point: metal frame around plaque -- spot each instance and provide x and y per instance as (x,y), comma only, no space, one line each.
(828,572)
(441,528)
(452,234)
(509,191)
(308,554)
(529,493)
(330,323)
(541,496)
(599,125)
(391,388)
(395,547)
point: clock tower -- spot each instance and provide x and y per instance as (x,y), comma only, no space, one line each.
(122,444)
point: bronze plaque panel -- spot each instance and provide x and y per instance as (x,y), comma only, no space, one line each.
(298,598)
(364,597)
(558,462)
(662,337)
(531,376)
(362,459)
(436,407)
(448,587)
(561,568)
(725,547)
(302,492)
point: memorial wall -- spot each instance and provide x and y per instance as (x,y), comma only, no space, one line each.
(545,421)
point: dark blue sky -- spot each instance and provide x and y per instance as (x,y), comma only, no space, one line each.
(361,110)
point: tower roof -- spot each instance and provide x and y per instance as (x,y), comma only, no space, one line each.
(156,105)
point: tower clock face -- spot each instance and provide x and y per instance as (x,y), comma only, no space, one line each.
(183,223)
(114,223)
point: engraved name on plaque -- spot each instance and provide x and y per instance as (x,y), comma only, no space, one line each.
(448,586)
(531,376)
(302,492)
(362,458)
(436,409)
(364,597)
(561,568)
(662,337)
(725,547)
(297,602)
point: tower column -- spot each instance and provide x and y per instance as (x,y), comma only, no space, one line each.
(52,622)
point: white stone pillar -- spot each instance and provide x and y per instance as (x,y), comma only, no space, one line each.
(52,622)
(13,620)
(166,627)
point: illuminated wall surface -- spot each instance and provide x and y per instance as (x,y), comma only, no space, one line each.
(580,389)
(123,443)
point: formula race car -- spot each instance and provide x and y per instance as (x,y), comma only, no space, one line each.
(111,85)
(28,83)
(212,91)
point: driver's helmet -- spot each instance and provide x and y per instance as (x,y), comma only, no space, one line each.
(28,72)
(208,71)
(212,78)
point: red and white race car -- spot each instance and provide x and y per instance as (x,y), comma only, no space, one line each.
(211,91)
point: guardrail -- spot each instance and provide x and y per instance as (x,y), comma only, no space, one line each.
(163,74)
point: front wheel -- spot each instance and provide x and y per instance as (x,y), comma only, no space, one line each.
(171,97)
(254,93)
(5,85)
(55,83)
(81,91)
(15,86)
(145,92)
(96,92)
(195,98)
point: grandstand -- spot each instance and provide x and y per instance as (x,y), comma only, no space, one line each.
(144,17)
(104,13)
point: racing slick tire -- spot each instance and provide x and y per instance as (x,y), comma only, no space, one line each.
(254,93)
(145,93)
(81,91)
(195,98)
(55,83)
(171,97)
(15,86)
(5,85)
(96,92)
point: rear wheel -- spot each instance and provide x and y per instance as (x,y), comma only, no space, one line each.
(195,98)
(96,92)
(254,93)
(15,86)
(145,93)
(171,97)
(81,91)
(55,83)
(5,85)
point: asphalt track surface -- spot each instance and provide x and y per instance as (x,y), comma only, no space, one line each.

▶ **WHAT TO PRODUCE**
All of the entries above should be transcribed exactly, line for line.

▶ **ANSWER SECTION**
point: metal frame around plaque -- spot each instance and provide x and y per instance as (x,y), comma only, no space, one line each.
(828,572)
(441,528)
(452,234)
(509,191)
(308,554)
(529,493)
(330,323)
(541,496)
(599,125)
(391,388)
(395,547)
point: clock tower -- spot each instance and provide x and y per instance as (x,y), comma only, no space, one line each.
(122,444)
point: bronze plaque panel -- spot each instance and provide x and y per instance as (x,y), comma only, no space, one line each.
(298,598)
(364,597)
(558,462)
(662,337)
(531,376)
(362,459)
(436,407)
(448,587)
(561,568)
(725,547)
(302,492)
point: memorial wall -- spot each instance and provide x and y per instance as (x,y), comma only, no space, one line each.
(545,421)
point: dark blue sky -- spot each instance and provide x and y per instance as (x,y), comma only, no space, one line each.
(361,110)
point: tower roof -- spot each instance and provide x and y per instance as (x,y), comma only, no space, one line each.
(156,105)
point: tower clock face -- spot each instance and provide x and y per instance as (x,y), comma only, no space, one line each.
(183,223)
(114,223)
point: engraved name on plaque -- spot each instance and provide x and y per instance as (x,y), comma only, no space, one line each.
(448,586)
(531,376)
(302,492)
(362,458)
(436,409)
(364,597)
(561,568)
(662,337)
(725,547)
(297,602)
point: tower column -- spot each instance and provide x and y per instance as (x,y), comma only, no space, one line each.
(52,622)
point: white stone pillar -- spot each instance and provide x and y per instance as (x,y), comma only, no space, one line each.
(52,622)
(13,620)
(166,627)
point: illuminated wall surface -- spot each instance and provide x and y per instance as (x,y), comma only, no space, one line each.
(580,389)
(123,443)
point: formula race car -- spot each instance and provide x and y per instance as (x,y), comma only, no space, one line each.
(111,85)
(28,83)
(212,91)
point: driver's helmet -- spot each instance and provide x and y per instance as (x,y), comma only, no space, one line each.
(28,72)
(208,71)
(212,78)
point: red and white race car -- spot each instance and provide x and y per instance as (x,y), comma only, no space, one line each.
(211,91)
point: guardrail -- spot each instance and provide x and y per instance as (x,y), comma only, no space, one line each.
(163,74)
point: front wheel -- spot each instance and provide x and y per instance as (x,y), comma only, no space, one line each.
(171,97)
(254,93)
(5,85)
(55,83)
(81,91)
(15,86)
(145,92)
(96,92)
(195,98)
point: grandstand -- spot each instance and provide x and y per instance as (x,y), comma only, no space, one line each.
(144,17)
(104,13)
point: racing slick tire -- spot each instance and provide x and y per instance as (x,y), comma only, no space, one line each.
(254,93)
(145,93)
(81,91)
(195,98)
(55,83)
(171,97)
(15,86)
(5,85)
(96,92)
point: rear wheel -- spot each instance and provide x and y per instance as (x,y), comma only, no space, one line each.
(195,98)
(96,92)
(254,93)
(15,86)
(145,93)
(171,97)
(81,91)
(55,83)
(5,85)
point: asphalt track surface -- spot each instance and provide x and y per instance as (x,y), comma only, no space, one line each.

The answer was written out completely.